(Data shown)
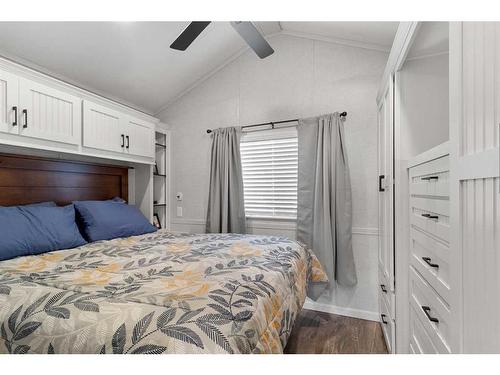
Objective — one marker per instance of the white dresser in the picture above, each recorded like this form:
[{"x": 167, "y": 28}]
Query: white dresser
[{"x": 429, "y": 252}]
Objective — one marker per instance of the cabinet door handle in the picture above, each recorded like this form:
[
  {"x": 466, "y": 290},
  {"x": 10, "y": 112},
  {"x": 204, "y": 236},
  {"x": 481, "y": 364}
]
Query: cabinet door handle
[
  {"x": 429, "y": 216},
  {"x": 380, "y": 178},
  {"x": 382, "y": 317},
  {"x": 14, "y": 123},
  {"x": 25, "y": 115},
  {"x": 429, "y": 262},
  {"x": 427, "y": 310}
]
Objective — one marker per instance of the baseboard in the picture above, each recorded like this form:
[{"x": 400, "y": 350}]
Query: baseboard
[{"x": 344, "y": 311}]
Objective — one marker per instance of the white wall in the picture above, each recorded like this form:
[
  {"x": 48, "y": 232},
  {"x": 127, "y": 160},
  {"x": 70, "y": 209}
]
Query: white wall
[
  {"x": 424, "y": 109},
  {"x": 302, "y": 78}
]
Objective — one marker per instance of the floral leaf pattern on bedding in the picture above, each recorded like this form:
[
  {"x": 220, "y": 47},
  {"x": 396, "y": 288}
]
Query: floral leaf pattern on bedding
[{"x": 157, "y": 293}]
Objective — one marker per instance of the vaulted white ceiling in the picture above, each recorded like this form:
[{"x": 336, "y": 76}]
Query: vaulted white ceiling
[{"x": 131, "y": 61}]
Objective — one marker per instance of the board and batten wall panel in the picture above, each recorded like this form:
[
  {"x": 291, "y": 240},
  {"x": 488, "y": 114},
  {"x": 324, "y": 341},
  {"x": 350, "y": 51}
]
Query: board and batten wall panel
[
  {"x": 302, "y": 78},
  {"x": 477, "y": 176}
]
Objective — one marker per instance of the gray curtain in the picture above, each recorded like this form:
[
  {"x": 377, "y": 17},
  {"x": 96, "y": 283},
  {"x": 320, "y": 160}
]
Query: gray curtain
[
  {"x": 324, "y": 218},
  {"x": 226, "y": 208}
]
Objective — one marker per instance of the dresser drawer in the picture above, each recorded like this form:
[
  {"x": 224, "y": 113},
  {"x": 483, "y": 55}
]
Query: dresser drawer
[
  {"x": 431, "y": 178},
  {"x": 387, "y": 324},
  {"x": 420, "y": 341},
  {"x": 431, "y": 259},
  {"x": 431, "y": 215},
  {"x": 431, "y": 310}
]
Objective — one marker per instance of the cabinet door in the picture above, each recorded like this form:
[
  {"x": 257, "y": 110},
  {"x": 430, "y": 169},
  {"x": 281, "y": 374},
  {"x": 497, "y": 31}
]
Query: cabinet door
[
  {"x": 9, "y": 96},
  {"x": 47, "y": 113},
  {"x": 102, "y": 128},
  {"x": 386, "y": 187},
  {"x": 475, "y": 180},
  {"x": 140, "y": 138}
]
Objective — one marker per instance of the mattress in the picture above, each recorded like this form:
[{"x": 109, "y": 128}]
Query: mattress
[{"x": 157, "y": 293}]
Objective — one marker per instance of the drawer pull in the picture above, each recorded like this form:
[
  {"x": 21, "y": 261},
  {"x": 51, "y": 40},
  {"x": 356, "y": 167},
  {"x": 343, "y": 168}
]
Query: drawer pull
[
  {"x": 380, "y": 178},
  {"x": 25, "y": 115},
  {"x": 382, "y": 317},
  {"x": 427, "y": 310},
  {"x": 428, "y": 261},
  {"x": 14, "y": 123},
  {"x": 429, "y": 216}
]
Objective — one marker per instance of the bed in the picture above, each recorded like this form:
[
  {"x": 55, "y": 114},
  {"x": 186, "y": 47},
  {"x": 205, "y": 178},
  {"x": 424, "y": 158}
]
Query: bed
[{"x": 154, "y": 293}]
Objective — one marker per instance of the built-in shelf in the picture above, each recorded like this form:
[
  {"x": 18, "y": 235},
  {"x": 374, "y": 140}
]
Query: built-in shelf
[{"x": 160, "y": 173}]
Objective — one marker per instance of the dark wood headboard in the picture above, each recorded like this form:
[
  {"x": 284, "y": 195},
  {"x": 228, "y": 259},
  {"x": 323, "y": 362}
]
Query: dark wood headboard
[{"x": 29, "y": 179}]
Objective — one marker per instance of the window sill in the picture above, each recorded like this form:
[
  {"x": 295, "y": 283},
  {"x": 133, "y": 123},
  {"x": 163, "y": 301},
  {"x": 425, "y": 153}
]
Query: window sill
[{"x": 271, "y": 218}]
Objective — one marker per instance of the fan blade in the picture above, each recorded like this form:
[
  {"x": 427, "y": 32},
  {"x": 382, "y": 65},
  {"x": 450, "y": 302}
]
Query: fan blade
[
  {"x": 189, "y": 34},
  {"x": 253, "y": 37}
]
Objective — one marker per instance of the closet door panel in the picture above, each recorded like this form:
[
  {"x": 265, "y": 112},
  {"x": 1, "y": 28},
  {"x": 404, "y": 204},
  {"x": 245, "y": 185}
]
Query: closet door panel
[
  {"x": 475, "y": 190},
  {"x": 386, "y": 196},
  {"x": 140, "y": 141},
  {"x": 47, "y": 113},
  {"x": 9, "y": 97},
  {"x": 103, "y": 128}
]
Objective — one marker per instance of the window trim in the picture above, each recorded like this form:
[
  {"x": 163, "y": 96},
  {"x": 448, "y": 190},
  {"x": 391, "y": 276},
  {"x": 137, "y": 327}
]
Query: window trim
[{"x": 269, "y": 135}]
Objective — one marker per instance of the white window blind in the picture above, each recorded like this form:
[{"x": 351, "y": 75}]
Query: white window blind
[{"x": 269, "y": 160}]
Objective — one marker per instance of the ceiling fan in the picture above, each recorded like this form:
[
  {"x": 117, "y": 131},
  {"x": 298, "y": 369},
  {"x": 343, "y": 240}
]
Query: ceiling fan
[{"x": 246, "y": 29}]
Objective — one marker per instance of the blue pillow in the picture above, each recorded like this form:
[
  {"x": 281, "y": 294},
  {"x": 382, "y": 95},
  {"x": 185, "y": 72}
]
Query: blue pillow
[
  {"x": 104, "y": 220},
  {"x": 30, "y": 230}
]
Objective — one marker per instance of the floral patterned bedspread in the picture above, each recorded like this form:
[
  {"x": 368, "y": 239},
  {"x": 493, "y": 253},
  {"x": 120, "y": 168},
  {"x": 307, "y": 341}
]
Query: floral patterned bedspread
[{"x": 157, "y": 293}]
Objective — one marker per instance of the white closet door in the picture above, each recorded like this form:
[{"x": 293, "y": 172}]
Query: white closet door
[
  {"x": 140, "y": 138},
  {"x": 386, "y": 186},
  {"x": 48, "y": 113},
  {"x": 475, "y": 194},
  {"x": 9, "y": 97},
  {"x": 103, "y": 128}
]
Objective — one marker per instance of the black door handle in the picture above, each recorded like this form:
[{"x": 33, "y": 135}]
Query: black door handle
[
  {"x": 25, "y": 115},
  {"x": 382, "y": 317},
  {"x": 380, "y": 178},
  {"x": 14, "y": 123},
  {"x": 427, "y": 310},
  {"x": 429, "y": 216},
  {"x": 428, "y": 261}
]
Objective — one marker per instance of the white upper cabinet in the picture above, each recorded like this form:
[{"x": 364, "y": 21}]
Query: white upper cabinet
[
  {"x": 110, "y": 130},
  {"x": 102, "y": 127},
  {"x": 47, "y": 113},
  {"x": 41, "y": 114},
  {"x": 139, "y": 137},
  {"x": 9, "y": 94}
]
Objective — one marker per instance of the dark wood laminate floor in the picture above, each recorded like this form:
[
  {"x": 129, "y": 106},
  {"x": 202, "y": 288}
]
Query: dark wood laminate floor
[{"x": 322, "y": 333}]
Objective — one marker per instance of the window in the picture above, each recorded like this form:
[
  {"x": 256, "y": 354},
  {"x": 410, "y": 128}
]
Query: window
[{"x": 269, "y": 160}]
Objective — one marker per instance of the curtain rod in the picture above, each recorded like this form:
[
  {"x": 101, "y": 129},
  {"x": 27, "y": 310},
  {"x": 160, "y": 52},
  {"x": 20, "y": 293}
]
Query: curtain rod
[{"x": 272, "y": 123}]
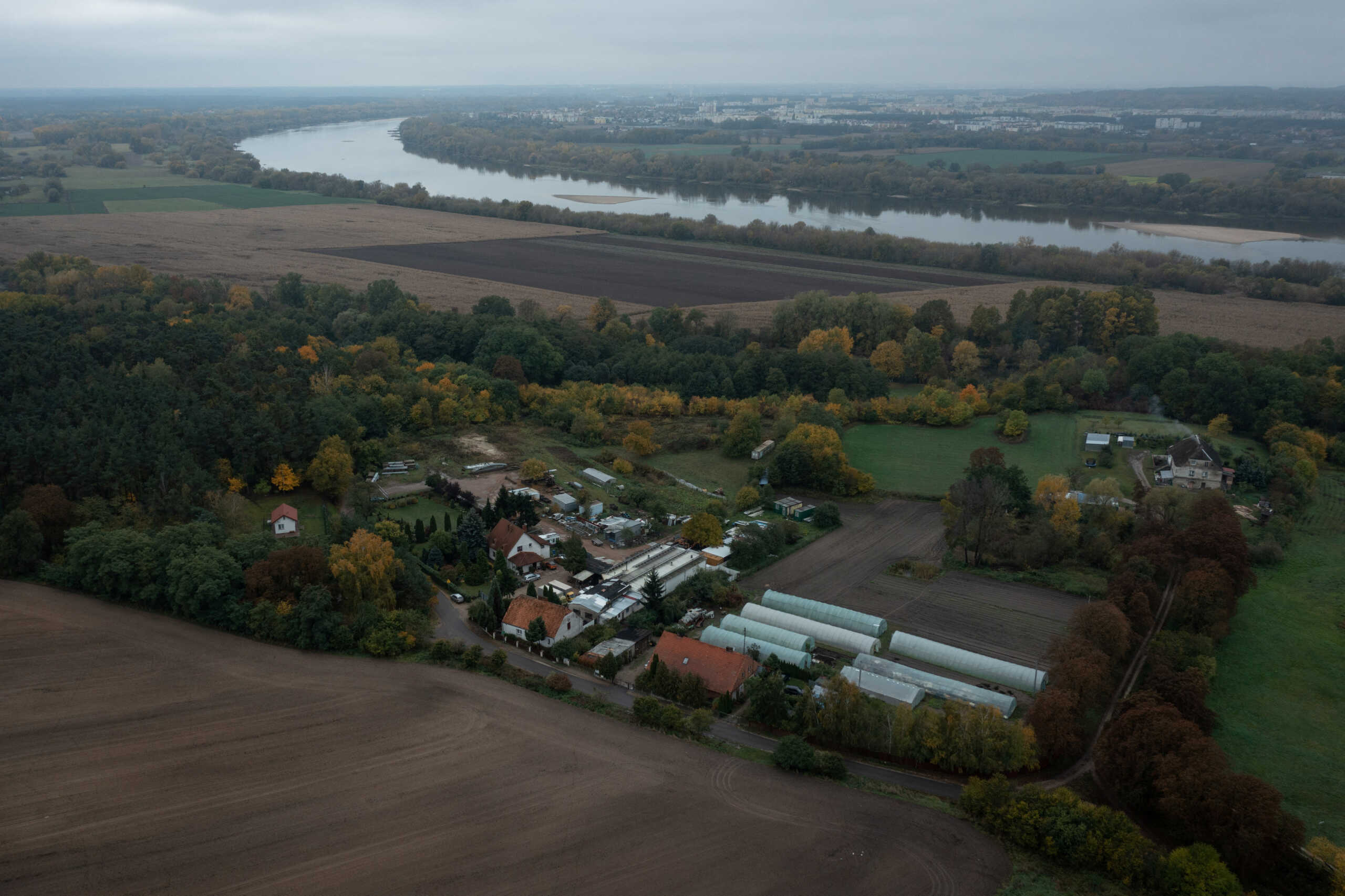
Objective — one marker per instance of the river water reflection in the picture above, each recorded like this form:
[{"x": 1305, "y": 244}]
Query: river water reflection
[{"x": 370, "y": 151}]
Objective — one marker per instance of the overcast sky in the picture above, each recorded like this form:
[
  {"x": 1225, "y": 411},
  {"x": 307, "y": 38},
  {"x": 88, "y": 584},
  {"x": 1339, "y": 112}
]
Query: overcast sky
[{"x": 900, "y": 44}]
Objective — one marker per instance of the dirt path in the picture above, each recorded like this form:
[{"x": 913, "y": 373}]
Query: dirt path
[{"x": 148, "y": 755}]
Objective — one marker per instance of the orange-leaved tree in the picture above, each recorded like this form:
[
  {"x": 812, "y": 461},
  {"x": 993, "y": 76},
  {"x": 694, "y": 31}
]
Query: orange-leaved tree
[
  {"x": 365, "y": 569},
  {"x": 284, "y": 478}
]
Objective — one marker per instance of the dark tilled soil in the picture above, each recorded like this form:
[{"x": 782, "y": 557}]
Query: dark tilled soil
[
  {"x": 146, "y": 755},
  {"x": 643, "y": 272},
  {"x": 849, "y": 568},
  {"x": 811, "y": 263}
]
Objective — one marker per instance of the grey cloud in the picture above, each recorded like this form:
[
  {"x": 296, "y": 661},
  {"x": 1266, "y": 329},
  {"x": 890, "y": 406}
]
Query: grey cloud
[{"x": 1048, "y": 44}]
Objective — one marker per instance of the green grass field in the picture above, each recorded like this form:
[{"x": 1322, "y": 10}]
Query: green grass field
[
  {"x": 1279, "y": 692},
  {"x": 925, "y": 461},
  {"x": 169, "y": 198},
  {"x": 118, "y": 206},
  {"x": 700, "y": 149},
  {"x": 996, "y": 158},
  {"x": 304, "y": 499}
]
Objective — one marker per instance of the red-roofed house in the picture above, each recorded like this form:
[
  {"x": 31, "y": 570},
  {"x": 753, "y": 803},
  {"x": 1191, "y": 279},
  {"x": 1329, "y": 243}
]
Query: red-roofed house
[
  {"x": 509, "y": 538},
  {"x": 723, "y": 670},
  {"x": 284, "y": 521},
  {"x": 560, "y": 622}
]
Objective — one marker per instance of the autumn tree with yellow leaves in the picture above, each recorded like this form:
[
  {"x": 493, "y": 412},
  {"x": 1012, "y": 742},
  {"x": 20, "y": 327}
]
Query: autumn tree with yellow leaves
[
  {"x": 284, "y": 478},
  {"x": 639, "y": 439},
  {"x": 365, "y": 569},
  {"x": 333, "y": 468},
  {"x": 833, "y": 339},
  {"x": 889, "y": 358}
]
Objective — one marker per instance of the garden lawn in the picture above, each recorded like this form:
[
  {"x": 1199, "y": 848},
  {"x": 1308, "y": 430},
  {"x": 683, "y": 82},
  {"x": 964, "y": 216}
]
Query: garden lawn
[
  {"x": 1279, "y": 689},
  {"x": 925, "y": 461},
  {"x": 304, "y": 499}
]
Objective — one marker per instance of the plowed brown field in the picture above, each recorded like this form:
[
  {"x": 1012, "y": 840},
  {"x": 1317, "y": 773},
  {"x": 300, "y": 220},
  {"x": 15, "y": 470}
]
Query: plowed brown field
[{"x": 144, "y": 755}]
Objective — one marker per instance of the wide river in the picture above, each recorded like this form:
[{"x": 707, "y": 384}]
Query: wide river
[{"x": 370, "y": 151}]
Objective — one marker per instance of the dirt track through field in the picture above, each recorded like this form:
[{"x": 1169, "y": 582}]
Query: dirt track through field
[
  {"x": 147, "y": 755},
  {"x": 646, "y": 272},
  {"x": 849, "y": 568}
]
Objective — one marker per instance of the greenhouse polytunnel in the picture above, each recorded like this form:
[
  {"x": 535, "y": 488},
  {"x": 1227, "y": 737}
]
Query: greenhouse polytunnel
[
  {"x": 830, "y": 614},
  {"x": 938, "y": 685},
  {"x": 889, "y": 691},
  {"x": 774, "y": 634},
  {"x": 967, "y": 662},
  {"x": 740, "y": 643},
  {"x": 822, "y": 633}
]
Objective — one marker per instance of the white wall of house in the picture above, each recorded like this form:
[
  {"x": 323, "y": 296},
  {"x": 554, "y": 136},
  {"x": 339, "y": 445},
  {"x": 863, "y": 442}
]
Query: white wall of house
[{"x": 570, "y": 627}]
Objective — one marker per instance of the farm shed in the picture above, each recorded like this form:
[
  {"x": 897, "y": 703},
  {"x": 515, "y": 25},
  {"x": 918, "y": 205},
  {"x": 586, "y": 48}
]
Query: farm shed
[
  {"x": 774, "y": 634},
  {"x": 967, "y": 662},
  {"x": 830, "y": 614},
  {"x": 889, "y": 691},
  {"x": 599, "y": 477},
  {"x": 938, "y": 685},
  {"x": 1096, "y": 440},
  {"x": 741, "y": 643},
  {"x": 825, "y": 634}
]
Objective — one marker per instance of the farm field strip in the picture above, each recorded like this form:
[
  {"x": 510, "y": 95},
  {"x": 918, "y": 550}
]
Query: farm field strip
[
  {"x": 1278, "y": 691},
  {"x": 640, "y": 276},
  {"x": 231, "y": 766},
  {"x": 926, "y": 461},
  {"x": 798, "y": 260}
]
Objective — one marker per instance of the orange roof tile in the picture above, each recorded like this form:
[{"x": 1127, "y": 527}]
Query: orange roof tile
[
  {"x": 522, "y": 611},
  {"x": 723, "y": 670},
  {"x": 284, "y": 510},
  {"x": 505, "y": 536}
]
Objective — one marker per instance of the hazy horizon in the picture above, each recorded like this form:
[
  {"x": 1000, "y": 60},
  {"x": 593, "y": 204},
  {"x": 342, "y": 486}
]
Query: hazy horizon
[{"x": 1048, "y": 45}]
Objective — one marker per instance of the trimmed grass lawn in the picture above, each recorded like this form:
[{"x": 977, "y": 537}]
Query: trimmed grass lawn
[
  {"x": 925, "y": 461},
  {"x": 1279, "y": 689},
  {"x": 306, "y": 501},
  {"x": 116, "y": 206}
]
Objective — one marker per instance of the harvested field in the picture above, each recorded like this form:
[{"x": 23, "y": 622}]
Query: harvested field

(Your instructions) Starting at the line that contains "Objective — one marker per instance of the hazy", quote each remaining line of the entries above, unchanged.

(Response)
Objective — one marker per instance of the hazy horizon in the picture above, each recorded like this form:
[
  {"x": 1000, "y": 60},
  {"x": 593, "y": 204},
  {"x": 342, "y": 486}
]
Query: hazy horizon
[{"x": 1048, "y": 45}]
Objective — one marker per instance of the trimmed grass lawn in the picture above, each recorded like this form:
[{"x": 977, "y": 537}]
Query: trimmed grass lawn
[
  {"x": 925, "y": 461},
  {"x": 1279, "y": 689},
  {"x": 306, "y": 501},
  {"x": 116, "y": 206}
]
Objective — one marker per instance of the harvested field in the picture above, each recorded like this form:
[{"x": 23, "y": 622}]
Query: harvested field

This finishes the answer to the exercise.